What is expected →
The required output is the stretch from the line containing "front bumper, one" through the line containing "[[331, 229]]" in the records below, unaltered and with no pictures.

The input →

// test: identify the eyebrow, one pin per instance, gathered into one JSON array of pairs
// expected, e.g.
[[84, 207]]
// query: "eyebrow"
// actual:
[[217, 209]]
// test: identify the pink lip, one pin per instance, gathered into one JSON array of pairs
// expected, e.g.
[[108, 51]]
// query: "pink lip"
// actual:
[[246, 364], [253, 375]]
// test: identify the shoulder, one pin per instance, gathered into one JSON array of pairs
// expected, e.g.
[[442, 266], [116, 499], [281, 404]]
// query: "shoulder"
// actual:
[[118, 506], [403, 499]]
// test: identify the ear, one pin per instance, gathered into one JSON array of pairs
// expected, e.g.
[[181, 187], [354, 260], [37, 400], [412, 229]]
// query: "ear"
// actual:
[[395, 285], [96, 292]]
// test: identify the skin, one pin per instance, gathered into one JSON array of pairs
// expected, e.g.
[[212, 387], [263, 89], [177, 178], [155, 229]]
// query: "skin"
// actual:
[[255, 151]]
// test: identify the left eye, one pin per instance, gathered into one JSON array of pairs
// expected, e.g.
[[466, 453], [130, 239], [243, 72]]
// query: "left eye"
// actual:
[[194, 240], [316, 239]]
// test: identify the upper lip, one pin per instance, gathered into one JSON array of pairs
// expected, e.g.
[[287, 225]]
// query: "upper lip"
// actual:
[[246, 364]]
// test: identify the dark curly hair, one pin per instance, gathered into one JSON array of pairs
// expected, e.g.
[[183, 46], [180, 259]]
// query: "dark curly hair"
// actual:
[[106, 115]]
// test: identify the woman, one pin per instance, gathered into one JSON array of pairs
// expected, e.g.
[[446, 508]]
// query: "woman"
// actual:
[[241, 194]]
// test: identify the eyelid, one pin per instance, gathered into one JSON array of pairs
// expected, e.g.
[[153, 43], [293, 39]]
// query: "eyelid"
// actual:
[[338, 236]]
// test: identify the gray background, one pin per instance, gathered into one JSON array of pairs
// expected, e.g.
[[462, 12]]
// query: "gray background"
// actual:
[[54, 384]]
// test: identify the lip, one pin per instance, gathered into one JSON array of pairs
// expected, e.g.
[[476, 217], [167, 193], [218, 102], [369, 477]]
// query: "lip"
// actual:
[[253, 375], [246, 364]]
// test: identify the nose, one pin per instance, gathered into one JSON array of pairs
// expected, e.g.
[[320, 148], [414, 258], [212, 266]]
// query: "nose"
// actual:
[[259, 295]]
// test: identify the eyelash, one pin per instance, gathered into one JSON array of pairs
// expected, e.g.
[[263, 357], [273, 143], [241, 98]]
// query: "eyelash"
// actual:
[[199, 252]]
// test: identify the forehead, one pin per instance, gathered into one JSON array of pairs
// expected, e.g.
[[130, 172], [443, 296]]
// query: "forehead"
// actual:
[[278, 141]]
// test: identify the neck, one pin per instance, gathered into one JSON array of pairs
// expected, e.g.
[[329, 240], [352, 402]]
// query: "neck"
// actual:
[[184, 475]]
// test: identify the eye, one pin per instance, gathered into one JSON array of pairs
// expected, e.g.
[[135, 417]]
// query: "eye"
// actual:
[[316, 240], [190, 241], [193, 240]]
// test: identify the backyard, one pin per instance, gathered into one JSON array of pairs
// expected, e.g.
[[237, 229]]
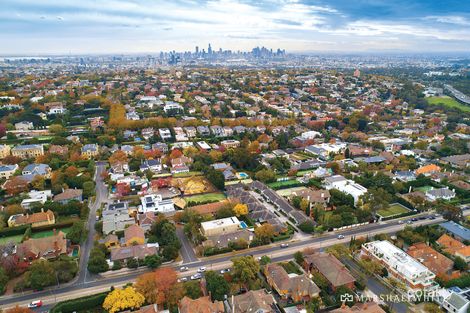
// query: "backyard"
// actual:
[[394, 209]]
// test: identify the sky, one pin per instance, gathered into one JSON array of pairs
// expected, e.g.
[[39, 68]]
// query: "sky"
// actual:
[[35, 27]]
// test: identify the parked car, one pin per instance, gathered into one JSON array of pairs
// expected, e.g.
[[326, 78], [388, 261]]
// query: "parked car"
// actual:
[[196, 276], [35, 304]]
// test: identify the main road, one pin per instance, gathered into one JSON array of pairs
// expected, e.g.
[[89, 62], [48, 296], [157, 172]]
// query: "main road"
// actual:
[[101, 283]]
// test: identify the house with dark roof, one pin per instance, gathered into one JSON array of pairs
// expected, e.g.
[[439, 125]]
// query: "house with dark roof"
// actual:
[[331, 268], [293, 286]]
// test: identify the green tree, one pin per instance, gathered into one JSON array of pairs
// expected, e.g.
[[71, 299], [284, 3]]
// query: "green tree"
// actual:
[[245, 269], [217, 286], [77, 232], [192, 289]]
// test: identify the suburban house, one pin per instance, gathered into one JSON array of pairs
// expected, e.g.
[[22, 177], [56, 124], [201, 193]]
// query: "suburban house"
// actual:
[[90, 150], [138, 252], [27, 151], [436, 262], [440, 193], [69, 195], [253, 301], [200, 305], [346, 186], [116, 217], [155, 203], [5, 151], [293, 286], [35, 219], [134, 235], [331, 268], [46, 248], [6, 171], [400, 265]]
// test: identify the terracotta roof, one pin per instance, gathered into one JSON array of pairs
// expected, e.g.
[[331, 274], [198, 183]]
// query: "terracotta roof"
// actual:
[[253, 301], [200, 305], [428, 169], [35, 218], [367, 307], [133, 231], [450, 244], [331, 268]]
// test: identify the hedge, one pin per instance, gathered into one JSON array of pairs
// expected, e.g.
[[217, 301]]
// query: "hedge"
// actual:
[[80, 304]]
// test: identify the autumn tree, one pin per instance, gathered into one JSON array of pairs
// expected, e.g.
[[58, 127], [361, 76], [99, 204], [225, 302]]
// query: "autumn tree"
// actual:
[[264, 233], [123, 299], [118, 156], [240, 209], [245, 269]]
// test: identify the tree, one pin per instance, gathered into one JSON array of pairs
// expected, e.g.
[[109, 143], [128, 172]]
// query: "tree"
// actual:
[[88, 189], [97, 261], [299, 258], [118, 156], [240, 209], [266, 176], [41, 274], [165, 278], [146, 284], [192, 289], [153, 261], [217, 286], [123, 299], [77, 232], [19, 309], [265, 232], [245, 269], [3, 280]]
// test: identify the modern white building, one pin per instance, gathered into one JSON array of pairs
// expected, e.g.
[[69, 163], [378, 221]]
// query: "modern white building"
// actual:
[[401, 266], [220, 226], [345, 185], [155, 203]]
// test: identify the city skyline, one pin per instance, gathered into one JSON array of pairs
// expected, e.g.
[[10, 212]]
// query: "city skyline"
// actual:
[[124, 26]]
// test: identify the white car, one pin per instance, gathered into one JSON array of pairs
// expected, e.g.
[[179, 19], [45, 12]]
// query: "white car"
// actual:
[[35, 304], [196, 276]]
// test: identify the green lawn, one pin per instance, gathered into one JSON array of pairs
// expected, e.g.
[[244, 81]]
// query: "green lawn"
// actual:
[[49, 233], [448, 101], [392, 210], [206, 197], [15, 239]]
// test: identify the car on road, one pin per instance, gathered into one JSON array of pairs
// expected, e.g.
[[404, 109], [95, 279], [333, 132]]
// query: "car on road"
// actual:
[[196, 276], [35, 304]]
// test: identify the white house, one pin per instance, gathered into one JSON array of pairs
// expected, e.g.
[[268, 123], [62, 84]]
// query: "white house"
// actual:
[[401, 266], [155, 203], [345, 185]]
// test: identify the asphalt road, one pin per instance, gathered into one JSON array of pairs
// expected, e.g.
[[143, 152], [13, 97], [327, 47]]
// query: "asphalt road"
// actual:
[[101, 283]]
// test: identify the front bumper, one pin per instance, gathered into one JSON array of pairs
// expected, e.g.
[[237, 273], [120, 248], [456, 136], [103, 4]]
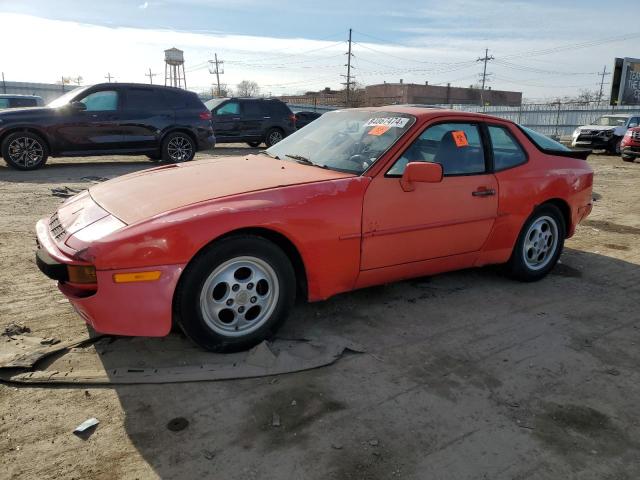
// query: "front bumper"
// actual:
[[135, 309]]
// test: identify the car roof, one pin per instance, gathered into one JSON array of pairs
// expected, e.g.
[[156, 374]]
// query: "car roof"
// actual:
[[427, 111], [17, 95]]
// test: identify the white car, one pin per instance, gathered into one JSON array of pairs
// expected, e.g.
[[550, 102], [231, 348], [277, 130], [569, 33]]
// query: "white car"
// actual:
[[605, 133]]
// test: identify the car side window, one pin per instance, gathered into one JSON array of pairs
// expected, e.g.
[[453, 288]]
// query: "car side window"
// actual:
[[252, 109], [456, 146], [229, 108], [103, 101], [507, 152]]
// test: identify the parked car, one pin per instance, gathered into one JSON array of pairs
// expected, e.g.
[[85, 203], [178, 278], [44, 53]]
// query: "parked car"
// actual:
[[359, 197], [251, 120], [108, 119], [305, 118], [605, 133], [630, 146], [19, 101]]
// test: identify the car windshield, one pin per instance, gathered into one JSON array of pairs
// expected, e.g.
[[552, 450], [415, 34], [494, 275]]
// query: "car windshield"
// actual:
[[344, 140], [609, 121], [544, 142], [66, 98], [214, 102]]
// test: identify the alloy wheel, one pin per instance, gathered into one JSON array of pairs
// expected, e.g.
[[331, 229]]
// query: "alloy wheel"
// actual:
[[541, 242], [179, 149], [26, 152], [239, 296]]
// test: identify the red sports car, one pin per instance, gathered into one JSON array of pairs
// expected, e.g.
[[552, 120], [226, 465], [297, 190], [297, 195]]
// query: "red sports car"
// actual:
[[360, 197]]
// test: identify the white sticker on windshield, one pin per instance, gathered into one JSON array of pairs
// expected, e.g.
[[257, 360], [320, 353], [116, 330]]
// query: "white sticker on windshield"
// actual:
[[399, 122]]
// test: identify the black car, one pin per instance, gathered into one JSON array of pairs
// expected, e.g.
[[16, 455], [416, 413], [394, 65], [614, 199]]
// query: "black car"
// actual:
[[19, 101], [251, 120], [108, 119], [305, 118]]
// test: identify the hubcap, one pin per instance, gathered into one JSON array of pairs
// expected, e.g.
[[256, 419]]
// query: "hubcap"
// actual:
[[275, 137], [179, 149], [26, 151], [239, 296], [541, 242]]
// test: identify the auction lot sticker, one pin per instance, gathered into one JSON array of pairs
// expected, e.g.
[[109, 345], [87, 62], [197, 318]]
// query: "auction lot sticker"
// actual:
[[399, 122]]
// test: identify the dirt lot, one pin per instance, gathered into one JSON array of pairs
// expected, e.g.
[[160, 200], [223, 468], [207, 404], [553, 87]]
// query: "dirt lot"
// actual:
[[468, 375]]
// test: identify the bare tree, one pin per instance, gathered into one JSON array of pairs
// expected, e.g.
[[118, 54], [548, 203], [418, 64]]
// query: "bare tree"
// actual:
[[247, 88]]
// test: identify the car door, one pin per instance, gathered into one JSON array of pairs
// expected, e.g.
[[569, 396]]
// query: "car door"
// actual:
[[226, 121], [252, 116], [434, 220], [146, 113], [96, 126]]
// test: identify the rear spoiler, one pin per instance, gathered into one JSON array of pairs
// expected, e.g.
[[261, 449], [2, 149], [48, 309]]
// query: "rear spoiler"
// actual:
[[581, 154]]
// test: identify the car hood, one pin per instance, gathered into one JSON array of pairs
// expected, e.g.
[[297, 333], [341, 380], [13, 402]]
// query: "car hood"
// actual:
[[142, 195], [596, 127]]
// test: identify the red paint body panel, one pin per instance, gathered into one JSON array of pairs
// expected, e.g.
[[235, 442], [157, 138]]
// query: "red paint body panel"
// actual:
[[350, 231]]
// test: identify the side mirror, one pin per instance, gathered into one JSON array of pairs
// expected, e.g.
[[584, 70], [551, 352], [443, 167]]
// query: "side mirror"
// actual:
[[423, 172], [78, 106]]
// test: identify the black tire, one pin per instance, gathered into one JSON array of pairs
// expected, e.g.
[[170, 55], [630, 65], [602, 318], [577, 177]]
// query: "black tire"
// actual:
[[273, 136], [178, 147], [525, 253], [202, 281], [25, 151], [615, 146]]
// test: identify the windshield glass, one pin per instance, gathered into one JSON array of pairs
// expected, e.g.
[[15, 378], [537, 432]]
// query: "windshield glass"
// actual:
[[66, 98], [214, 102], [543, 141], [608, 121], [344, 140]]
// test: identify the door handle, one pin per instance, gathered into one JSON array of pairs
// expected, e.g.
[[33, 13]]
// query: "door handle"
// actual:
[[484, 192]]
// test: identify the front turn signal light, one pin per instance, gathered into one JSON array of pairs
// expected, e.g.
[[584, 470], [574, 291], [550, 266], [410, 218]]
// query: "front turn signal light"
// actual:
[[82, 274], [137, 276]]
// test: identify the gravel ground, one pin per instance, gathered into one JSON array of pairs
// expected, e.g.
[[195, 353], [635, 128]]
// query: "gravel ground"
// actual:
[[468, 375]]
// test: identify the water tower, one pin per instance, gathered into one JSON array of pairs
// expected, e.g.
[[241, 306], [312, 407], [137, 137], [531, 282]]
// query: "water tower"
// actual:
[[173, 62]]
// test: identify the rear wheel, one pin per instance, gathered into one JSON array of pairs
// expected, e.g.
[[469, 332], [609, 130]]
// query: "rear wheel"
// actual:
[[539, 244], [178, 147], [25, 151], [235, 294], [274, 135]]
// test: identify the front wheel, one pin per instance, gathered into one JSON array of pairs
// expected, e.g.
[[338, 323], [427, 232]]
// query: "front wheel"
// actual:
[[24, 151], [539, 244], [178, 147], [273, 136], [235, 294]]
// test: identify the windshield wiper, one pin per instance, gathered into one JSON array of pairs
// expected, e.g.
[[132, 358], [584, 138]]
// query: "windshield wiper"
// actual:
[[264, 152]]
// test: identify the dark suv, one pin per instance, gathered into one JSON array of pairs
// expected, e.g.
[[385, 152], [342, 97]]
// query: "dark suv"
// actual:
[[108, 119], [251, 120]]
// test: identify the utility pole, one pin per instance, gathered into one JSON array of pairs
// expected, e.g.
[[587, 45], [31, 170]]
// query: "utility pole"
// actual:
[[348, 75], [150, 75], [603, 74], [216, 69], [484, 59]]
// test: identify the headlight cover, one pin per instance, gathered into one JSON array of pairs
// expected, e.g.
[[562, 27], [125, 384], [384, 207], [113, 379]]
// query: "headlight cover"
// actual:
[[97, 230]]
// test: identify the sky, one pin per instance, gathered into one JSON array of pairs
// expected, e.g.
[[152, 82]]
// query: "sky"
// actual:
[[543, 48]]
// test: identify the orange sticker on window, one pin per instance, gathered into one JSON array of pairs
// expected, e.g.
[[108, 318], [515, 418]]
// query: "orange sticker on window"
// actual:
[[460, 138], [379, 130]]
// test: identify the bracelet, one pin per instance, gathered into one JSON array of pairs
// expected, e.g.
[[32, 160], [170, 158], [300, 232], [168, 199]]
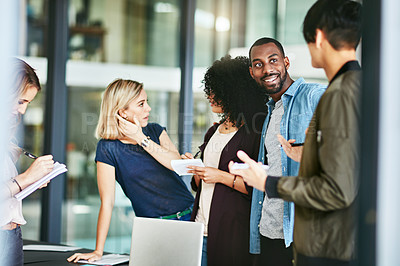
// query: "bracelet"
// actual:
[[145, 142], [16, 182], [234, 180]]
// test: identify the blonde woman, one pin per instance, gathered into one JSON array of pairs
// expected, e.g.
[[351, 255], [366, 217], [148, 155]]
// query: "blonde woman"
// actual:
[[136, 154]]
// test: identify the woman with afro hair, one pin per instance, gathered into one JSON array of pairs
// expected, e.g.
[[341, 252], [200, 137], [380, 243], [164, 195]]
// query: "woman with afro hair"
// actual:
[[223, 200]]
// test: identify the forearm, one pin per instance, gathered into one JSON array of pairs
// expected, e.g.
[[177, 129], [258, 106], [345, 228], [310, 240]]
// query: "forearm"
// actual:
[[11, 187], [103, 225], [161, 154], [236, 183]]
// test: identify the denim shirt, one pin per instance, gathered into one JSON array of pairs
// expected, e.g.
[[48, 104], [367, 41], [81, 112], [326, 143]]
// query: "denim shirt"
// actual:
[[299, 102]]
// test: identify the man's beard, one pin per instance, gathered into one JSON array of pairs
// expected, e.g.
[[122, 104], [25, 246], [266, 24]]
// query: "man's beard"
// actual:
[[272, 90]]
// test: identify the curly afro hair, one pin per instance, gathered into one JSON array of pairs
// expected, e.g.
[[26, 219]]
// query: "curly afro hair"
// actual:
[[229, 84]]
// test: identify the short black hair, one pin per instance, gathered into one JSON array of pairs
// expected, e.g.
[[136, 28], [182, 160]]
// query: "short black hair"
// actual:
[[266, 40], [340, 20], [229, 84]]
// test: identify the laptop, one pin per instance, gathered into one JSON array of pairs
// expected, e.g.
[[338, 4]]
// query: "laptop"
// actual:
[[166, 242]]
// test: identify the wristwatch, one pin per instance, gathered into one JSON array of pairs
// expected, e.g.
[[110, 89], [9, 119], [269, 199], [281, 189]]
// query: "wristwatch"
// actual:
[[145, 142]]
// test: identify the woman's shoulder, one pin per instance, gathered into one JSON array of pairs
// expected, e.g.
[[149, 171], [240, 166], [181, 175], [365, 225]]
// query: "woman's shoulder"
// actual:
[[107, 143], [153, 129]]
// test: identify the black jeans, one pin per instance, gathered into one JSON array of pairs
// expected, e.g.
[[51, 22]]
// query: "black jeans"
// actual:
[[11, 247], [310, 261], [274, 253]]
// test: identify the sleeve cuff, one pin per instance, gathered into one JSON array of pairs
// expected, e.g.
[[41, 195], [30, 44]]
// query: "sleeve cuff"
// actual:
[[271, 186]]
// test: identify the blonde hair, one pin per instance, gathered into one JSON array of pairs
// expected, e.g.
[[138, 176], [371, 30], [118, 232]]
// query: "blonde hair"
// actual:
[[23, 77], [118, 95]]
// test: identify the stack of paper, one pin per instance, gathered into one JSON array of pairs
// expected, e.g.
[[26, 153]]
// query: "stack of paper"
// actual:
[[110, 259], [57, 170]]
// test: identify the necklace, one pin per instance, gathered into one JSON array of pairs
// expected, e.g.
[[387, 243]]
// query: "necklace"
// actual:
[[228, 125]]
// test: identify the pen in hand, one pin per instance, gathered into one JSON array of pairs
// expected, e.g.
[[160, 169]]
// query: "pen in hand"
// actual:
[[30, 155], [197, 153], [296, 144]]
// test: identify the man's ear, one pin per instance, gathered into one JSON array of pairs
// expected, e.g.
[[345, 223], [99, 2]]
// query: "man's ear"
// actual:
[[122, 113], [319, 38], [287, 62], [251, 72]]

Task solution →
// test: identify the front bumper, one pin per instance, gathered into one JSON array of pairs
// expected, e.g.
[[237, 273], [120, 248], [456, 136], [103, 4]]
// query: "front bumper"
// actual:
[[135, 309]]
// test: identify the car roof, one pin per instance, gathered into one JSON array of pairs
// expected, e.g.
[[156, 374]]
// query: "car roof"
// actual:
[[427, 111], [17, 95]]
// test: identify the white car, one pin per instance, gathered into one JSON array of pairs
// expected, e.g.
[[550, 102], [231, 348], [277, 130], [569, 33]]
// query: "white car"
// actual:
[[605, 133]]
// test: identify the car side window, one pin per instance, gathered into one JSON array of pairs
// expected, e.g.
[[453, 288]]
// query: "car side window"
// actual:
[[252, 109], [456, 146], [229, 108], [103, 101], [507, 152]]
// test: identify the parked car, one pin per instance, gathered into one JSON array of pairs
// expected, e.g.
[[85, 203], [178, 278], [44, 53]]
// query: "parked car"
// actual:
[[359, 197], [251, 120], [108, 119], [305, 118], [605, 133], [630, 146], [19, 101]]
// test: identify the car windshield, one pin per instance, gathered into one JSON array of pairs
// expected, e.g.
[[552, 450], [415, 34], [494, 275]]
// query: "car windshield"
// actual:
[[344, 140], [609, 121], [544, 142], [66, 98], [214, 102]]
// test: identify the alloy wheel, one pin per instance, gathered into one JSON array of pairs
// expected, e.g.
[[331, 229]]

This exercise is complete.